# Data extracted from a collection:
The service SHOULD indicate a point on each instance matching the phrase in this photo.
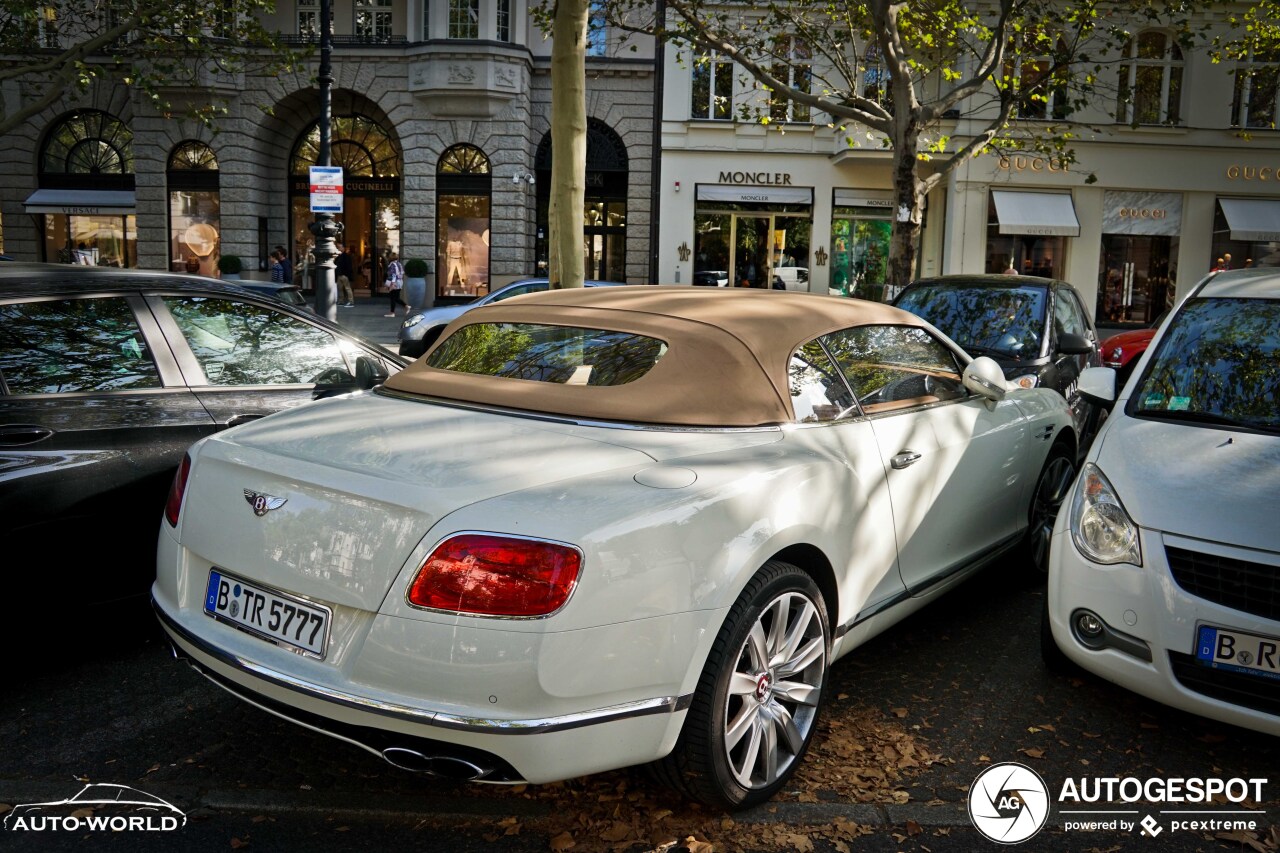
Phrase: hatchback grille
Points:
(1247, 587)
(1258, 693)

---

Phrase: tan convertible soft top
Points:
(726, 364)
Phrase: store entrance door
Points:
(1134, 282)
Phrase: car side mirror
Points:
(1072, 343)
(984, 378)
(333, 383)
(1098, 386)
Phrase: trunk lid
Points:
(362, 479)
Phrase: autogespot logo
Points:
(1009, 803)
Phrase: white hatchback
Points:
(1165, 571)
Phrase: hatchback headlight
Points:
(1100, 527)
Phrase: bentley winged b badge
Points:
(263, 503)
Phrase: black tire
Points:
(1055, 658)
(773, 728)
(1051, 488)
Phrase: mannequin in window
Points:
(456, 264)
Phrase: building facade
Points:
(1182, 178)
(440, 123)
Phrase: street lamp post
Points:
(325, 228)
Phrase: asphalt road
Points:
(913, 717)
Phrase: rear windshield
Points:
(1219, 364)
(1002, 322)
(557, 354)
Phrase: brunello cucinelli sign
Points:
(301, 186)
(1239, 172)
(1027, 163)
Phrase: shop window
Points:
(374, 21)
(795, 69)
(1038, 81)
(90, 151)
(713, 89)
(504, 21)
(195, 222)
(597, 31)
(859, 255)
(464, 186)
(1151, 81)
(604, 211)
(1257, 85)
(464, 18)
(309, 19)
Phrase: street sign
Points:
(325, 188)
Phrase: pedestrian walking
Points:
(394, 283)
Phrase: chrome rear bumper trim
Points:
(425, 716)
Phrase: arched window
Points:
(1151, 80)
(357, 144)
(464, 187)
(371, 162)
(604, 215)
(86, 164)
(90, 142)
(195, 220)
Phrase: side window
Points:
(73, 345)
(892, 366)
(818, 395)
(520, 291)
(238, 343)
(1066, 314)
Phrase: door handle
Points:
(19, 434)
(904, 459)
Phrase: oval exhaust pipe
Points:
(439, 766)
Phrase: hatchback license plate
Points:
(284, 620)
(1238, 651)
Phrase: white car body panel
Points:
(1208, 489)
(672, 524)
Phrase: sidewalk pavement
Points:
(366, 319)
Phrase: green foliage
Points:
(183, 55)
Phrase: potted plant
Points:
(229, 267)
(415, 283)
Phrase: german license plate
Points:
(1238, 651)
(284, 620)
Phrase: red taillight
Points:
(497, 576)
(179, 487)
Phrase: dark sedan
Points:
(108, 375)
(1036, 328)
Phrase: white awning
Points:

# Task item:
Taking the lines above, repeat exactly those from the line that contains "Phrase: autogespot logo" through the line that contains "Phrase: street lamp post", and both of those lines as well. Include nothing else.

# Answer space:
Phrase: autogespot logo
Points:
(1009, 803)
Phrase: white hatchback
Points:
(1165, 571)
Phrase: hatchback headlight
Points:
(1100, 527)
Phrase: bentley winged b badge
Points:
(263, 503)
Phrase: black tire
Points:
(1055, 658)
(773, 728)
(1051, 488)
Phrase: mannequin in window
Points:
(456, 264)
Phrase: building facade
Points:
(1182, 178)
(440, 123)
Phrase: street lamp post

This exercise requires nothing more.